Beginning at the line that contains "[tag] running shoe: a pin per instance", transcribe the remaining lines of the listing exactly; include the final line and omit everything before.

Photo-based point labeling data
============

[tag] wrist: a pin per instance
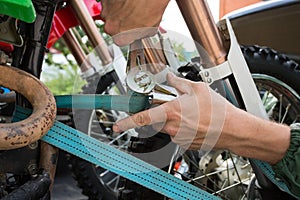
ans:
(253, 137)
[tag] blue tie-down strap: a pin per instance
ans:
(105, 156)
(114, 160)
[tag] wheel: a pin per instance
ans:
(219, 172)
(96, 182)
(277, 79)
(230, 176)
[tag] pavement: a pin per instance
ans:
(65, 187)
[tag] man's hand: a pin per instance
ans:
(196, 117)
(202, 119)
(130, 20)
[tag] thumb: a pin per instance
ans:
(146, 117)
(183, 86)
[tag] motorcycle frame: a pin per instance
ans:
(225, 64)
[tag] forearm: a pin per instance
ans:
(253, 137)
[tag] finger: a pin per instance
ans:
(147, 117)
(183, 86)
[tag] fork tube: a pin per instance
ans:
(87, 23)
(203, 29)
(76, 50)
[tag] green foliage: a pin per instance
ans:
(64, 77)
(182, 54)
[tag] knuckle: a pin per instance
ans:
(140, 119)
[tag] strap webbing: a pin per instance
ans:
(105, 156)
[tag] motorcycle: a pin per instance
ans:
(220, 173)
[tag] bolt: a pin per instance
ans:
(33, 145)
(32, 168)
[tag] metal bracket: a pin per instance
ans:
(9, 33)
(215, 73)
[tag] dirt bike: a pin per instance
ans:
(221, 173)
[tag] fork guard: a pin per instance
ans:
(20, 134)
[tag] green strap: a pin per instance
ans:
(127, 103)
(101, 154)
(19, 9)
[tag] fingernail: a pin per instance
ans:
(116, 128)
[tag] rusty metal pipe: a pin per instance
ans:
(203, 29)
(20, 134)
(91, 30)
(48, 160)
(76, 50)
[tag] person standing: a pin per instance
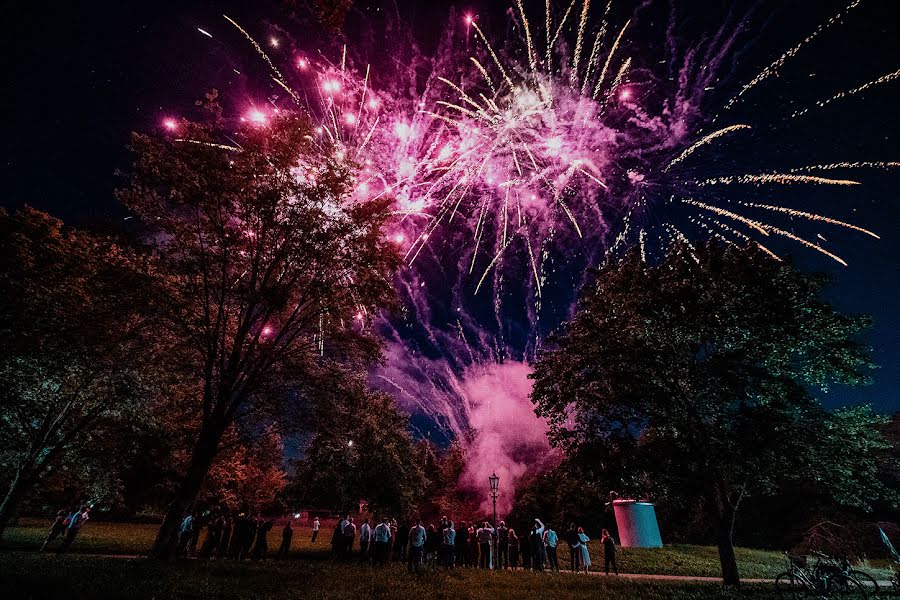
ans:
(213, 536)
(574, 548)
(432, 546)
(502, 536)
(525, 551)
(349, 536)
(609, 552)
(551, 540)
(417, 537)
(262, 540)
(485, 536)
(400, 535)
(365, 540)
(76, 521)
(448, 547)
(239, 540)
(253, 524)
(185, 533)
(382, 538)
(287, 534)
(462, 544)
(315, 530)
(513, 549)
(56, 528)
(537, 546)
(225, 539)
(473, 546)
(585, 554)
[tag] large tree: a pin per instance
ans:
(271, 260)
(696, 374)
(361, 450)
(78, 344)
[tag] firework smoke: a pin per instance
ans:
(515, 167)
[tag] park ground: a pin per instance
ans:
(107, 563)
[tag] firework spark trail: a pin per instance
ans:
(529, 46)
(277, 74)
(210, 144)
(781, 60)
(846, 94)
(743, 236)
(776, 178)
(760, 227)
(847, 165)
(703, 141)
(576, 57)
(563, 145)
(811, 217)
(551, 43)
(612, 52)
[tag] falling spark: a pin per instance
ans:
(778, 178)
(703, 141)
(811, 216)
(841, 95)
(781, 60)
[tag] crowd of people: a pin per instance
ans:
(67, 525)
(467, 545)
(446, 544)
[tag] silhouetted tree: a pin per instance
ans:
(271, 263)
(361, 449)
(78, 344)
(697, 373)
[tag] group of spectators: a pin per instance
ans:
(68, 525)
(445, 544)
(244, 536)
(468, 545)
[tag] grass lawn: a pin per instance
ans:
(45, 576)
(310, 574)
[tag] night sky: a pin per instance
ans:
(79, 76)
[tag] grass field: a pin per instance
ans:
(44, 576)
(310, 574)
(135, 539)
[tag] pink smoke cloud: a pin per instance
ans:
(509, 438)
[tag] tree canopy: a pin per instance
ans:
(77, 320)
(694, 377)
(272, 264)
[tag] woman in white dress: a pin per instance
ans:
(585, 555)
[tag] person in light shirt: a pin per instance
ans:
(315, 530)
(416, 547)
(365, 540)
(382, 538)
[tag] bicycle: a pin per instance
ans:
(825, 579)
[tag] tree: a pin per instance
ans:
(360, 450)
(697, 374)
(270, 262)
(78, 344)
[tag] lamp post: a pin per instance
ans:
(495, 485)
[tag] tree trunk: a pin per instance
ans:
(723, 514)
(727, 558)
(14, 494)
(204, 452)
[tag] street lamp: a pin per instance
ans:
(495, 485)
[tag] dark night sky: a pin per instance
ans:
(79, 76)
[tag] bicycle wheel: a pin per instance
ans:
(788, 586)
(845, 587)
(869, 582)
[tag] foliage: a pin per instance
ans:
(270, 264)
(360, 450)
(79, 349)
(692, 376)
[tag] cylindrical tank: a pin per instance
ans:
(637, 524)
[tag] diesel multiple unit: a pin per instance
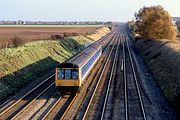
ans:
(70, 74)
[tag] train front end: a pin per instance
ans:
(67, 78)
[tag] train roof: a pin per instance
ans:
(81, 58)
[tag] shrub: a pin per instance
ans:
(155, 23)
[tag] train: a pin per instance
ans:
(70, 74)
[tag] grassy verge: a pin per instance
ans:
(163, 58)
(22, 65)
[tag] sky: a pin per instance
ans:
(79, 10)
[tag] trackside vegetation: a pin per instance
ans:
(154, 35)
(21, 65)
(154, 23)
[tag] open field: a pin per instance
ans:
(39, 32)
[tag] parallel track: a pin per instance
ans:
(96, 87)
(113, 70)
(127, 111)
(18, 107)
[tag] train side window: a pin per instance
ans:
(61, 74)
(67, 74)
(74, 74)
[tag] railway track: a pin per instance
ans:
(108, 98)
(15, 109)
(89, 81)
(134, 106)
(101, 75)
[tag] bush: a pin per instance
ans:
(155, 23)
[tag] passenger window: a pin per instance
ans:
(61, 74)
(67, 74)
(74, 74)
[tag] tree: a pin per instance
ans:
(155, 23)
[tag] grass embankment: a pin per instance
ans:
(163, 58)
(19, 66)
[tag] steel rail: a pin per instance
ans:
(135, 79)
(50, 110)
(125, 82)
(66, 111)
(98, 83)
(110, 79)
(15, 116)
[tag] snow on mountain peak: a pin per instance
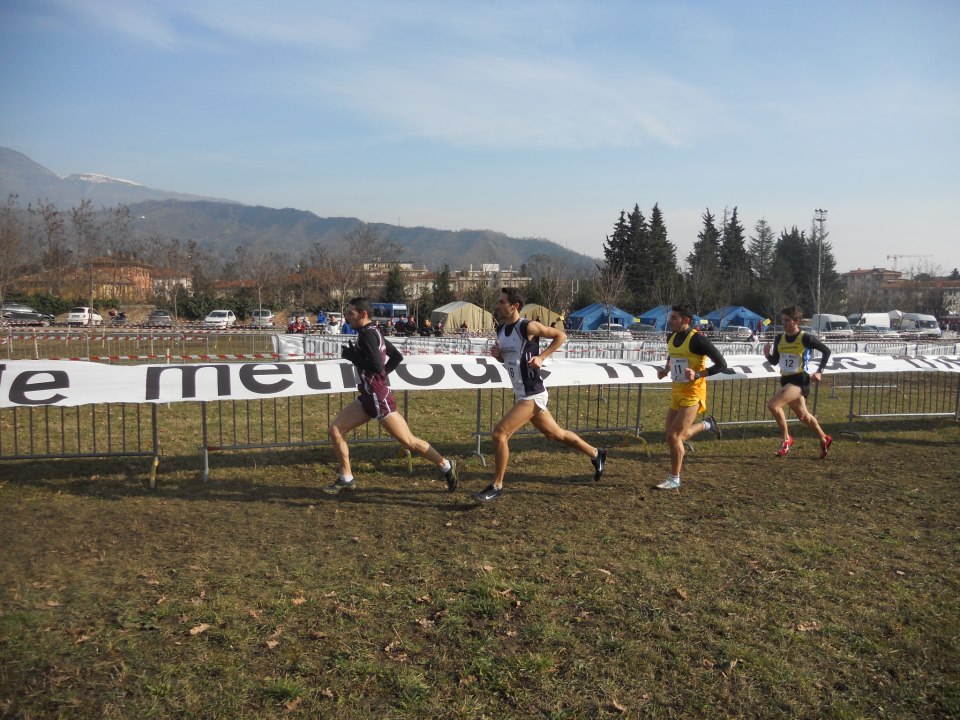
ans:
(101, 179)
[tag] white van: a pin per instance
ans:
(925, 325)
(874, 319)
(831, 325)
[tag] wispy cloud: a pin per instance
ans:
(469, 75)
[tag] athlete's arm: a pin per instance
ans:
(814, 343)
(701, 346)
(771, 353)
(556, 336)
(394, 356)
(368, 355)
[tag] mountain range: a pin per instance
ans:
(220, 226)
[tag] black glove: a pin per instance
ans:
(349, 352)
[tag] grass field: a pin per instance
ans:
(766, 588)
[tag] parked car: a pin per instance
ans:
(642, 329)
(84, 317)
(611, 330)
(159, 318)
(220, 319)
(737, 332)
(877, 332)
(302, 315)
(20, 314)
(262, 318)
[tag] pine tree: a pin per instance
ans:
(394, 290)
(616, 249)
(661, 262)
(637, 270)
(703, 273)
(760, 252)
(734, 261)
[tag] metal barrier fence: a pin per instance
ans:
(87, 431)
(139, 346)
(275, 423)
(133, 430)
(889, 395)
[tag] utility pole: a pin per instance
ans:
(819, 216)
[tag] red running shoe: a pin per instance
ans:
(785, 447)
(824, 446)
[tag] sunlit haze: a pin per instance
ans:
(537, 119)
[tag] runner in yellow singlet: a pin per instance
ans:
(687, 351)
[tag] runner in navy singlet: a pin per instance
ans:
(375, 357)
(518, 347)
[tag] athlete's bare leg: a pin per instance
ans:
(514, 419)
(546, 424)
(396, 425)
(680, 427)
(786, 395)
(349, 418)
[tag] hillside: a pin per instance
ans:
(221, 226)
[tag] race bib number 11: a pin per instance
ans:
(678, 369)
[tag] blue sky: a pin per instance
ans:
(537, 119)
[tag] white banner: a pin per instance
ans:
(31, 383)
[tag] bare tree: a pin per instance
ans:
(482, 293)
(612, 287)
(172, 259)
(549, 281)
(11, 243)
(345, 263)
(56, 257)
(261, 268)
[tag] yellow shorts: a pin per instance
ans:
(679, 400)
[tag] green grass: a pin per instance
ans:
(765, 588)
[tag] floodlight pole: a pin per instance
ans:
(819, 216)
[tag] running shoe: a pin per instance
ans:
(824, 446)
(714, 427)
(785, 447)
(339, 485)
(669, 484)
(599, 463)
(488, 493)
(452, 477)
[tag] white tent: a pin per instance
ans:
(454, 314)
(542, 314)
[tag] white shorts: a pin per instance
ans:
(540, 400)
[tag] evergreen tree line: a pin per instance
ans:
(725, 267)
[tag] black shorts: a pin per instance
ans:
(377, 406)
(801, 380)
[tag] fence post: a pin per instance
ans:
(956, 412)
(483, 461)
(156, 446)
(853, 392)
(204, 454)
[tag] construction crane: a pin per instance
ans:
(897, 257)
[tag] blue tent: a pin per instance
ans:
(734, 315)
(658, 317)
(590, 317)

============

[SOLVED PROBLEM]
[tag] running shoe: a pin per instance
ans:
(824, 446)
(714, 427)
(785, 447)
(339, 485)
(669, 484)
(599, 463)
(488, 493)
(452, 477)
[tag] white tent: a pin per instance
ans:
(454, 314)
(542, 314)
[tag] white shorts: a pin per instance
ans:
(540, 400)
[tag] evergreen tree line: a pin per instance
ans:
(725, 267)
[tag] black shorts: a pin per instance
ans:
(377, 406)
(801, 380)
[tag] fence post: a pin per instance
ans:
(956, 412)
(483, 461)
(156, 446)
(853, 392)
(204, 454)
[tag] construction crane: a pin per instance
ans:
(897, 257)
[tag] blue tent: a pin per instance
ans:
(734, 315)
(658, 317)
(590, 317)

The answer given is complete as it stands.